What to do: The lines to be set down run from the line containing "the stone bell" through the final line of the data below; print them exactly and print nothing else.

Listed records:
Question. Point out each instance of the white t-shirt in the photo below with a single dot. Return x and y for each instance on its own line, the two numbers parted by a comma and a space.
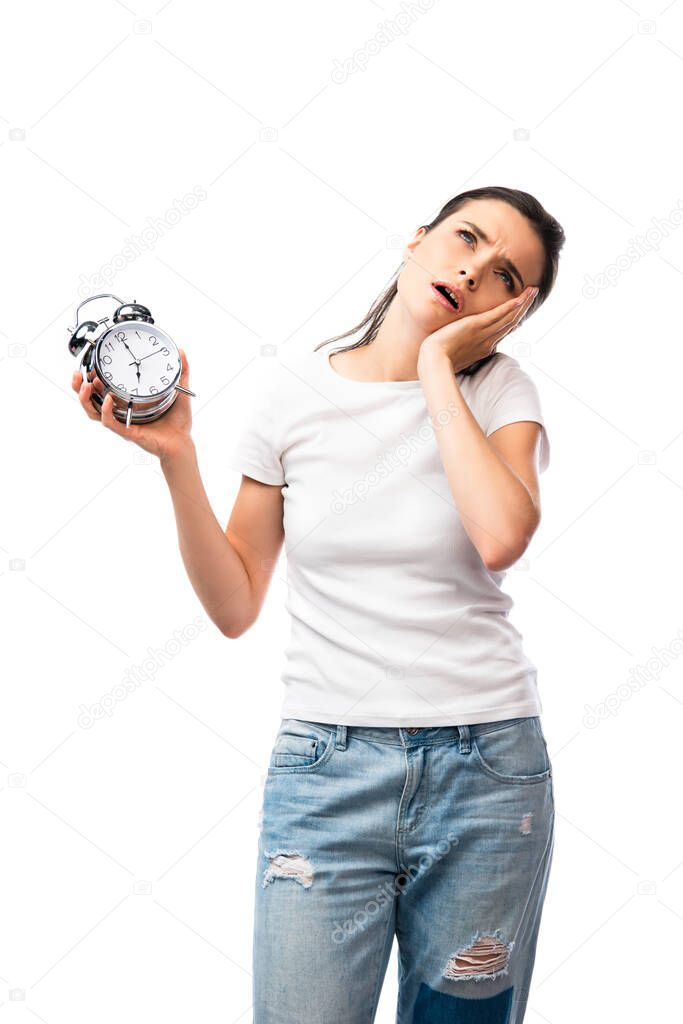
395, 621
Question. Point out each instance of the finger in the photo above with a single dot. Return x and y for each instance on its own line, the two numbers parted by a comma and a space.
184, 371
110, 421
84, 396
507, 310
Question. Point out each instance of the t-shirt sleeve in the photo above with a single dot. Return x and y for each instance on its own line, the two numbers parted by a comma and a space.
257, 452
514, 396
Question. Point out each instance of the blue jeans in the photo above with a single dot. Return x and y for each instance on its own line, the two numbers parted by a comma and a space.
442, 837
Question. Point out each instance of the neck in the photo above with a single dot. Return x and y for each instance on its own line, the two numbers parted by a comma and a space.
392, 355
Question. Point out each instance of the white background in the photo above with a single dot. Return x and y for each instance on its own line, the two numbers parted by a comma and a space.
129, 848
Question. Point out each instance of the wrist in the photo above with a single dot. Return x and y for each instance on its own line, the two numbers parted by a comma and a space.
177, 455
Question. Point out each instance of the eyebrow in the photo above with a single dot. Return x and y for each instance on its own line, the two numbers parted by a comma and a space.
504, 260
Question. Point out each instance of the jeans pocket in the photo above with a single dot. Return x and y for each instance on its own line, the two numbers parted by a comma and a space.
301, 747
514, 753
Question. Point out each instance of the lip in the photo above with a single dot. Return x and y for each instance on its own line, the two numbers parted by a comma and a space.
444, 302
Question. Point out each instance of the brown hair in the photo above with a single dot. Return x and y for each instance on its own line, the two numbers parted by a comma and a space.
548, 229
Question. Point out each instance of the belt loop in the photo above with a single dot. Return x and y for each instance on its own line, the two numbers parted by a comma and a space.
464, 731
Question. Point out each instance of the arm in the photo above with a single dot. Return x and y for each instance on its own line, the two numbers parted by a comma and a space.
229, 569
494, 480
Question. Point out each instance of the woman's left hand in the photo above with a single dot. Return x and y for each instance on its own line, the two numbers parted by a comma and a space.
474, 337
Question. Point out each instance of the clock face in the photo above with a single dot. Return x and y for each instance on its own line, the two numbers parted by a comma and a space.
135, 358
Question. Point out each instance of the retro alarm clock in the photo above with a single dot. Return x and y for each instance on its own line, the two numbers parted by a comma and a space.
137, 363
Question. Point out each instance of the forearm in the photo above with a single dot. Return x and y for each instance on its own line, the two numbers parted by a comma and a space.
496, 507
216, 571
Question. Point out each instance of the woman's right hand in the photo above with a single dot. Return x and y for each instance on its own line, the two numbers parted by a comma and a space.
163, 437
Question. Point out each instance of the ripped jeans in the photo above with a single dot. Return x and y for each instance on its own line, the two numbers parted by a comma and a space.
441, 836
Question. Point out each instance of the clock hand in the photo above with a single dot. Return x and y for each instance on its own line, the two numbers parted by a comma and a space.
151, 353
131, 352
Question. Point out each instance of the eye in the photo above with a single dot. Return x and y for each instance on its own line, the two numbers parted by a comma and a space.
509, 284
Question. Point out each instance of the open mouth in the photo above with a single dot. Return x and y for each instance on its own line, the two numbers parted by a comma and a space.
451, 295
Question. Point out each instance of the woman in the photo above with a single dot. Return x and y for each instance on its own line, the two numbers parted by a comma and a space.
410, 790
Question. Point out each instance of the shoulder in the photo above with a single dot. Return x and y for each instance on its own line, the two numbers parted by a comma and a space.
502, 370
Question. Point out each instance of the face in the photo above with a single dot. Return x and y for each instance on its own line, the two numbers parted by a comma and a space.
478, 271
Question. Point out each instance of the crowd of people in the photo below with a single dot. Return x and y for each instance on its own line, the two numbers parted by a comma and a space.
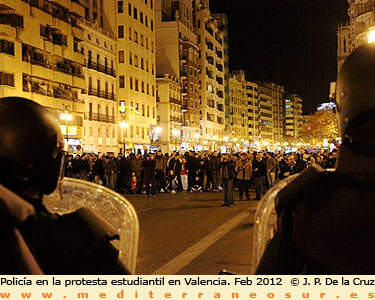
152, 173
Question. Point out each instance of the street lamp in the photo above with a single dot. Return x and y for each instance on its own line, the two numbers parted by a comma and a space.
158, 130
124, 126
371, 35
66, 117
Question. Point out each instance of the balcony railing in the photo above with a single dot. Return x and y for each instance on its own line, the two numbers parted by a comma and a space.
175, 101
101, 94
100, 118
101, 68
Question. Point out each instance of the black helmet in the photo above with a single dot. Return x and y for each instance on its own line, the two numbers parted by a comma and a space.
356, 95
31, 145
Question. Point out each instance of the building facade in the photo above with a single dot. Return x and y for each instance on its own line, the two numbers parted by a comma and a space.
238, 120
177, 55
99, 48
136, 72
360, 29
40, 59
212, 76
293, 117
169, 113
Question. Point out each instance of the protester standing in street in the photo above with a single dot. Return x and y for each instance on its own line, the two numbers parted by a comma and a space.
227, 167
244, 172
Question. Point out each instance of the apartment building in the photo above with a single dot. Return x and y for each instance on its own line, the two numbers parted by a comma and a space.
212, 76
293, 117
177, 55
252, 91
358, 31
169, 113
238, 120
136, 71
99, 48
40, 59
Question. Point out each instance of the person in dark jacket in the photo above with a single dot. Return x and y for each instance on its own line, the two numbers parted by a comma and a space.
214, 166
260, 175
150, 175
227, 175
161, 169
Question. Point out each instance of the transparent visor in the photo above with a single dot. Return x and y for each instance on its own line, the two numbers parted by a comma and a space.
72, 194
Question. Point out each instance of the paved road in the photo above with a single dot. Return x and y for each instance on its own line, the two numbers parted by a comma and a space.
193, 234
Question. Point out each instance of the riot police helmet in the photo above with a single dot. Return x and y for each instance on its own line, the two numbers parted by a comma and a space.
31, 145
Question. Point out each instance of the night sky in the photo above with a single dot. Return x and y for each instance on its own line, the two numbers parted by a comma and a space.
290, 42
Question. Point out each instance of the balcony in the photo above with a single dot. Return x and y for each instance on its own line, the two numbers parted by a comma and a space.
11, 20
101, 68
362, 8
175, 101
175, 119
100, 118
101, 94
211, 103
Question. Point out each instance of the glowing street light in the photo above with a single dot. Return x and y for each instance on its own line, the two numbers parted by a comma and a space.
371, 35
66, 117
124, 125
175, 132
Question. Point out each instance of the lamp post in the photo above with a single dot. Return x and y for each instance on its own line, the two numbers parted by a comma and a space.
371, 35
158, 130
66, 117
124, 126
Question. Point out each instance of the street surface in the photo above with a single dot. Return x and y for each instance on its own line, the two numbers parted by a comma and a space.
191, 233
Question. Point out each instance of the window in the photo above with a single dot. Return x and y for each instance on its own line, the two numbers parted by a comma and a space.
6, 79
136, 60
121, 31
6, 47
121, 58
120, 6
122, 81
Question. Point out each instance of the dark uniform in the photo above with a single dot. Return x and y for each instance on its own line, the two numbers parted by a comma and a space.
31, 155
326, 219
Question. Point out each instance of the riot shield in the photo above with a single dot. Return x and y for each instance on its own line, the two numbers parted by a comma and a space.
265, 221
73, 194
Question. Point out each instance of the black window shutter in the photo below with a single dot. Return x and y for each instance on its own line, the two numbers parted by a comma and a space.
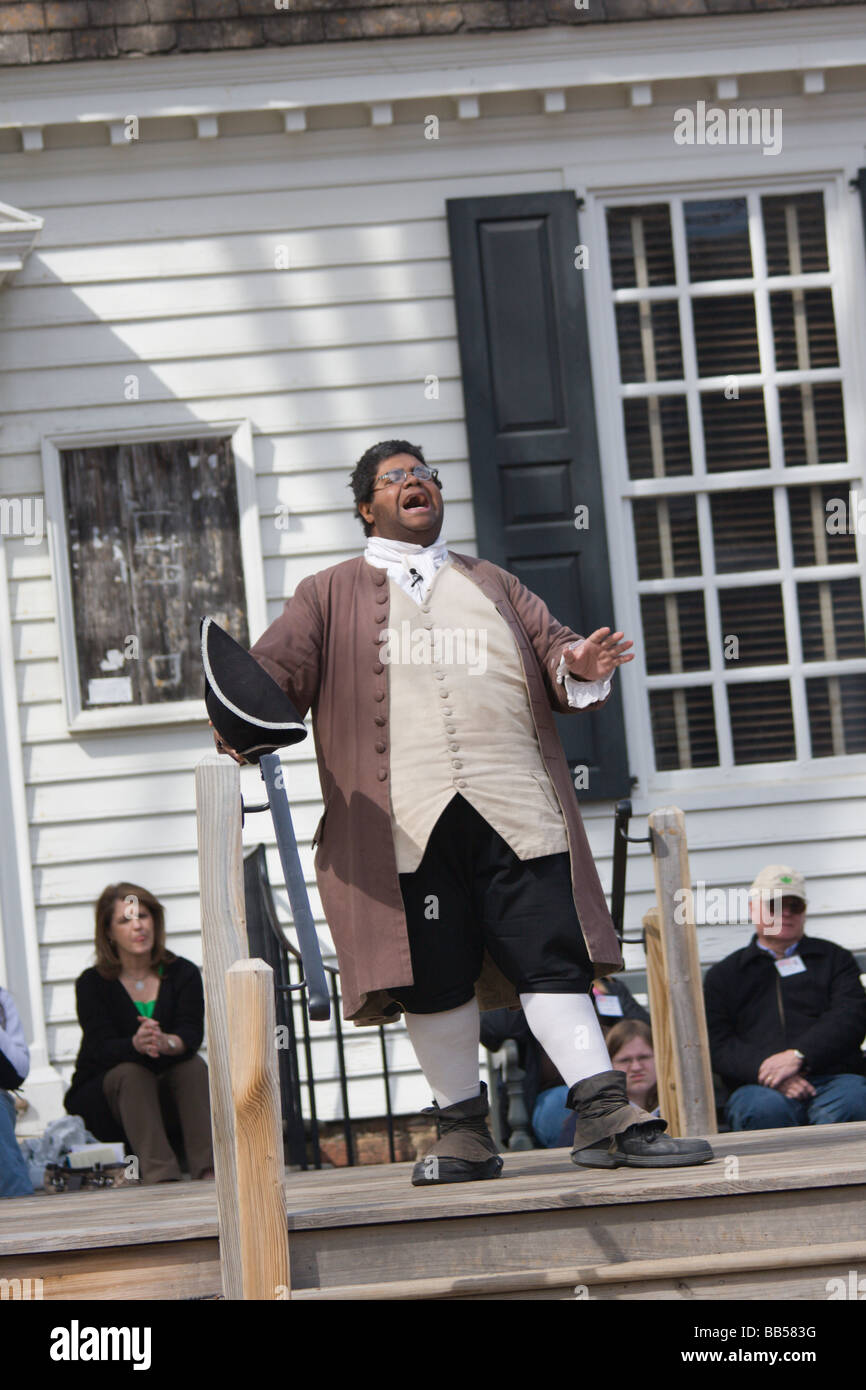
530, 420
861, 184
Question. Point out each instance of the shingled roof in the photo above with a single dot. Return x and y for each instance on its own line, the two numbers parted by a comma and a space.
67, 31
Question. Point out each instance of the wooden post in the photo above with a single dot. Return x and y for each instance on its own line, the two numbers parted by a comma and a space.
223, 943
676, 993
264, 1241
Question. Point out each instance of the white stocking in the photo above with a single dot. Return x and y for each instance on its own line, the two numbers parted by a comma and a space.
446, 1047
567, 1027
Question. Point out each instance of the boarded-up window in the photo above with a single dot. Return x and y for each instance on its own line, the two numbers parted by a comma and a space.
153, 537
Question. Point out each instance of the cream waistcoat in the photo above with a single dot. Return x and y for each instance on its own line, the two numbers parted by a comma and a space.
460, 722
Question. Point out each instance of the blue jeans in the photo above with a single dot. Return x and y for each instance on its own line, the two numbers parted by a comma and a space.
759, 1107
553, 1125
14, 1178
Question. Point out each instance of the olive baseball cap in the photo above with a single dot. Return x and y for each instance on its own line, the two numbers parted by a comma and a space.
779, 879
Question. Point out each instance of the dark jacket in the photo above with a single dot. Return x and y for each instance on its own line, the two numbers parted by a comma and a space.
109, 1019
752, 1011
540, 1072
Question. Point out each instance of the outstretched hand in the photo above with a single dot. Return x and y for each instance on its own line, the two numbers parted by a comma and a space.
598, 655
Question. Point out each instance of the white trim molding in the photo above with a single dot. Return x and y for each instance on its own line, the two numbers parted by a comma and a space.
192, 710
18, 232
626, 57
43, 1087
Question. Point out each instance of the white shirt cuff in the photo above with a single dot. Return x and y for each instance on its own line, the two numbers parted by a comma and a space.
580, 694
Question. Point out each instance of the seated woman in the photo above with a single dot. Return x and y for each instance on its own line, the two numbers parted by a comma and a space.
142, 1015
630, 1047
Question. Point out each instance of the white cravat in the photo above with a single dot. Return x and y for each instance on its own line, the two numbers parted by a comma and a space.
401, 558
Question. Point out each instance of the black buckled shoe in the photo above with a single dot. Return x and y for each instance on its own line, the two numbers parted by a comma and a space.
610, 1132
644, 1146
464, 1151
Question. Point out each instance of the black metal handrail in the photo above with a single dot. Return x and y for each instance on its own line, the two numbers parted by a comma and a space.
268, 941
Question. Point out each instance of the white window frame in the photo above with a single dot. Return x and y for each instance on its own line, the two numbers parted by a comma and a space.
138, 716
844, 243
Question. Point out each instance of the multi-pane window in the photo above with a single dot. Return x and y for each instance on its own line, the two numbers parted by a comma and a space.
733, 417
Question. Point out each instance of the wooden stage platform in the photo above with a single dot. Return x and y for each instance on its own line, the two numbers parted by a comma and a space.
774, 1215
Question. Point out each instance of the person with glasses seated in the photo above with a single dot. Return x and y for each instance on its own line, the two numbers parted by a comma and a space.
786, 1018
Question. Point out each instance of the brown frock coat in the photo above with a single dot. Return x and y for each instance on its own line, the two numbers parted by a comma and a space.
324, 652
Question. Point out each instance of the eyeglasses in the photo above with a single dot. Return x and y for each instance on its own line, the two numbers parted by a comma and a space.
420, 471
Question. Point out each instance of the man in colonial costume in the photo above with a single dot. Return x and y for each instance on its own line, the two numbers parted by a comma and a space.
452, 861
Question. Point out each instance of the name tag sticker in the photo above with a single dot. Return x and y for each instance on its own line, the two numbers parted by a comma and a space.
790, 965
609, 1005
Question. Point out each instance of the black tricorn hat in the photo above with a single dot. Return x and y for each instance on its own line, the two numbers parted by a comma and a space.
246, 706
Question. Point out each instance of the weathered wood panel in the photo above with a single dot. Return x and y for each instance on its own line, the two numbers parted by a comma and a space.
154, 544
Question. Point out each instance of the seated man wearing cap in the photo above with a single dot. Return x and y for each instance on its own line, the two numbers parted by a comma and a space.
786, 1018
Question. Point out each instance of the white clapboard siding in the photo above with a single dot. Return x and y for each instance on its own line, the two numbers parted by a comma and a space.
199, 378
259, 291
161, 263
207, 257
243, 332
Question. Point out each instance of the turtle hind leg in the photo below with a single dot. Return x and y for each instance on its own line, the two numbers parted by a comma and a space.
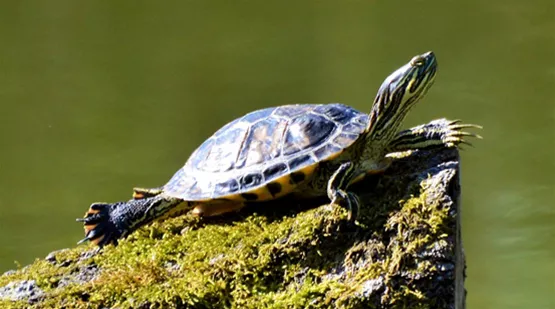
337, 190
141, 193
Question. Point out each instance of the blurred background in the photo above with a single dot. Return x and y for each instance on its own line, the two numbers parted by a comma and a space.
99, 96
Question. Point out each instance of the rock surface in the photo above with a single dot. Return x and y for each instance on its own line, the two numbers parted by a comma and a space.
405, 252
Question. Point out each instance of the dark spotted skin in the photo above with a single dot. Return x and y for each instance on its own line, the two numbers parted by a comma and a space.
267, 153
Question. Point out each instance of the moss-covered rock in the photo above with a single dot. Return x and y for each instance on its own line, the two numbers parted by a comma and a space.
401, 254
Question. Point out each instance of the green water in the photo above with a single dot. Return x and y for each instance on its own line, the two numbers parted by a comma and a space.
97, 97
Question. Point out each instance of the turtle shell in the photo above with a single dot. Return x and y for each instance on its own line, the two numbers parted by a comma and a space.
267, 153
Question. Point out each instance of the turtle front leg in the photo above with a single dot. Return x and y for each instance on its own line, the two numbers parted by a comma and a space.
434, 134
337, 190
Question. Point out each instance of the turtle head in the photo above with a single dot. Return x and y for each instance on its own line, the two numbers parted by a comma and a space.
398, 93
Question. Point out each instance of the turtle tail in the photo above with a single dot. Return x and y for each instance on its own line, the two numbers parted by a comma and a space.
105, 223
99, 227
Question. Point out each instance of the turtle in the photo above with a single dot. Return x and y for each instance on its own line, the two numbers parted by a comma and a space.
299, 150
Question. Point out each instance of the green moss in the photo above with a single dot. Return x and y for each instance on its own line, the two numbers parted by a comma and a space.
308, 260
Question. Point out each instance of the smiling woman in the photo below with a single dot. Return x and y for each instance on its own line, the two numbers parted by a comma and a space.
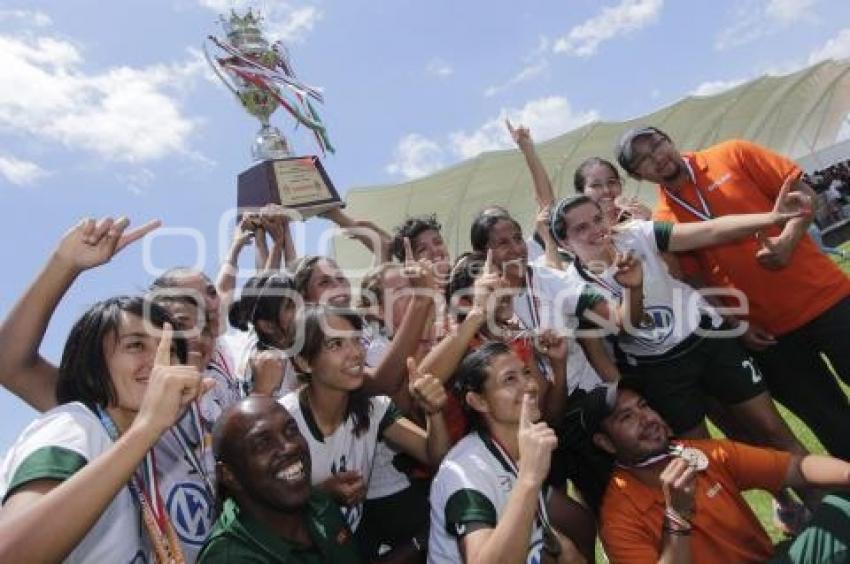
341, 423
72, 471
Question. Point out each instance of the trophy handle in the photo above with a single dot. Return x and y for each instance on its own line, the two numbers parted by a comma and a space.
228, 83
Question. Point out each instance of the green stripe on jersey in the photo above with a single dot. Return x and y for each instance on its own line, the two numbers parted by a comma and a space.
391, 415
588, 298
468, 506
663, 230
46, 463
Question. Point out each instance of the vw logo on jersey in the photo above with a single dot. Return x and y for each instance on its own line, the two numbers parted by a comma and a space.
191, 512
656, 325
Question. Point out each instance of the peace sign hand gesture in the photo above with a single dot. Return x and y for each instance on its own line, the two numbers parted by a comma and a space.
426, 389
92, 243
536, 443
520, 134
629, 272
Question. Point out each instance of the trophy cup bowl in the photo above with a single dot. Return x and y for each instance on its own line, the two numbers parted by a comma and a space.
260, 75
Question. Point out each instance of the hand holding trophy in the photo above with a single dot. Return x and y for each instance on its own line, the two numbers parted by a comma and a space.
260, 74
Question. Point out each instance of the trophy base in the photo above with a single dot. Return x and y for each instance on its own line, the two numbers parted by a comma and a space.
297, 183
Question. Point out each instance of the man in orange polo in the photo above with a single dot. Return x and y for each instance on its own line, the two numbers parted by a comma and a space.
799, 300
680, 501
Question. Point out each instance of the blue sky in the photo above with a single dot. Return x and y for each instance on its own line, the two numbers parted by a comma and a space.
109, 108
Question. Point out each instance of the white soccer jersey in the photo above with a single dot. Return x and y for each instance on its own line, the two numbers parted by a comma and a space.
672, 309
57, 445
386, 479
473, 485
246, 378
222, 369
550, 300
343, 450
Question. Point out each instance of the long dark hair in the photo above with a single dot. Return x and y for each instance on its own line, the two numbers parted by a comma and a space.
83, 372
312, 321
261, 300
558, 217
580, 176
411, 229
471, 375
479, 231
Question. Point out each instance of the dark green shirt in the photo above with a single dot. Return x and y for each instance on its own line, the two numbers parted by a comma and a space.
237, 537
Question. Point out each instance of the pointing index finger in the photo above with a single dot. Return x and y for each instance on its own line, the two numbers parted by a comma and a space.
408, 251
412, 371
163, 350
488, 262
525, 411
138, 233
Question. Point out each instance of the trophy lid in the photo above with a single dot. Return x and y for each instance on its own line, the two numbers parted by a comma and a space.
245, 34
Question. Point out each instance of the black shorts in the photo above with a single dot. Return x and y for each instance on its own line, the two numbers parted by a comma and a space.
395, 520
716, 367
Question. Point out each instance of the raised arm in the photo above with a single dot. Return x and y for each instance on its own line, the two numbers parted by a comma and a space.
627, 314
790, 206
444, 358
776, 251
550, 247
543, 192
90, 243
819, 471
555, 348
69, 509
509, 540
428, 446
366, 232
390, 376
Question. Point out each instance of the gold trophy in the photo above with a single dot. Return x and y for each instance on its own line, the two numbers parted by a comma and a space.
260, 75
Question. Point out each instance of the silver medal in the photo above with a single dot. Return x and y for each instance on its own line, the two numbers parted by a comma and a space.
693, 456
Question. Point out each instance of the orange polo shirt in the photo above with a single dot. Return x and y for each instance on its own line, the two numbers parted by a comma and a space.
736, 177
724, 527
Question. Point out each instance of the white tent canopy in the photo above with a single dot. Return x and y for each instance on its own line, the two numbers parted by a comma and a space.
796, 115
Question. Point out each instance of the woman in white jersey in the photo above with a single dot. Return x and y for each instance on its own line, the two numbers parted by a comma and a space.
69, 484
342, 424
489, 501
183, 481
675, 349
264, 311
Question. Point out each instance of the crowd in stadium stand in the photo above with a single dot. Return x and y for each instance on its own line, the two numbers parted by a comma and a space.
832, 185
549, 388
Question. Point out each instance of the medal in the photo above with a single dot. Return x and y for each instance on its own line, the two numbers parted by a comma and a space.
693, 456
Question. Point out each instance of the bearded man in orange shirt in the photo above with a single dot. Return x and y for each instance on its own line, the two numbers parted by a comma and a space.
798, 299
680, 501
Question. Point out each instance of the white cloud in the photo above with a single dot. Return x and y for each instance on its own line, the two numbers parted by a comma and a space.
20, 172
281, 21
525, 74
546, 117
712, 87
837, 47
415, 156
292, 26
754, 19
627, 16
120, 113
789, 11
439, 68
137, 180
36, 18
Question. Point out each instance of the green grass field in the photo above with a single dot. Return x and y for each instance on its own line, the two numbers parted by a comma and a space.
761, 501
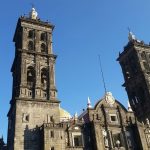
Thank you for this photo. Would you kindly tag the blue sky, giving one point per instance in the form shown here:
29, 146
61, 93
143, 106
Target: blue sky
83, 29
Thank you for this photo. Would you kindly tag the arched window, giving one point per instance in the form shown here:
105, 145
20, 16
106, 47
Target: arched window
31, 34
30, 45
43, 36
43, 48
44, 77
30, 76
52, 148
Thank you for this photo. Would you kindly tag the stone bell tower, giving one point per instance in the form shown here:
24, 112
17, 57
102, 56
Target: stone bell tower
34, 94
135, 64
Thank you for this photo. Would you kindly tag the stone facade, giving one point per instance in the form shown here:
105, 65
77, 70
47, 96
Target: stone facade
36, 121
135, 64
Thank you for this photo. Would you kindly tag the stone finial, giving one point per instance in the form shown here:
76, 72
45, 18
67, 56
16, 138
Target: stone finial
89, 103
109, 98
33, 14
131, 36
129, 107
147, 122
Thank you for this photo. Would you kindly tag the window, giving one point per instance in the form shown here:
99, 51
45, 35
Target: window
30, 45
77, 140
30, 76
31, 34
43, 36
113, 118
44, 77
25, 117
52, 134
43, 48
118, 137
52, 148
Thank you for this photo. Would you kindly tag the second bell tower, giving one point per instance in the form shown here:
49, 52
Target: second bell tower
34, 99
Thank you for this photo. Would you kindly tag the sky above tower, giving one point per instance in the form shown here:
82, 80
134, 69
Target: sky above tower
83, 30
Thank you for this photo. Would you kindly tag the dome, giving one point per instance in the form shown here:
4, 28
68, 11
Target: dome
64, 115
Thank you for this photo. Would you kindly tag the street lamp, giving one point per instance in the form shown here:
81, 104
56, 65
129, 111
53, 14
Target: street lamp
118, 144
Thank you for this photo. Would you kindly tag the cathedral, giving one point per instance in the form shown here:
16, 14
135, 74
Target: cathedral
36, 120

Answer below:
Thank you for this photo. Would you kindly tag the stone bell tower, giving one point per instance in the form shown here:
24, 112
17, 57
102, 56
Target: stone bell tower
34, 94
135, 64
Thank you for this photo. Would you kindly tag the stone facade, giving one point per instance in the form shown here:
105, 65
77, 70
47, 96
Target: stone facade
36, 121
135, 64
Thank you for this photo. Would you kindly tag the stone finial, giving one point per instance in the form shown here:
76, 72
45, 18
67, 56
16, 138
Target: stone finial
89, 103
109, 98
33, 14
131, 36
129, 107
147, 122
Thank you for this photo. Would you kindly tag the window, giving one point per instance in the form shown here:
99, 51
45, 35
Target: window
30, 45
77, 140
30, 76
31, 34
43, 36
113, 118
44, 77
25, 117
52, 134
43, 48
118, 137
52, 148
Thank you for this photo. Would you kindly tag the second bell tower, giving one point per instance in the form shown here:
49, 52
Target: second bell tower
34, 99
Thank you for this photo. Would you kindly tag the sky above tower, giving one point per instance in the form shown here:
82, 80
134, 69
Target: sky above tower
83, 30
Thank you for this photo. Would you kindly tag the dome, giving one point per instance in the form shown here:
4, 28
68, 11
Target: dome
64, 115
Thank you for this photo. Would you kindly tag the street lamp, giving one point per instance in the form shown here:
81, 104
56, 65
129, 111
53, 14
Target: street lamp
118, 144
Thank you for this photo. Would you kindly tag the cathedral, giving one point per instance in the form shown here:
16, 14
135, 74
Target: cathedral
36, 120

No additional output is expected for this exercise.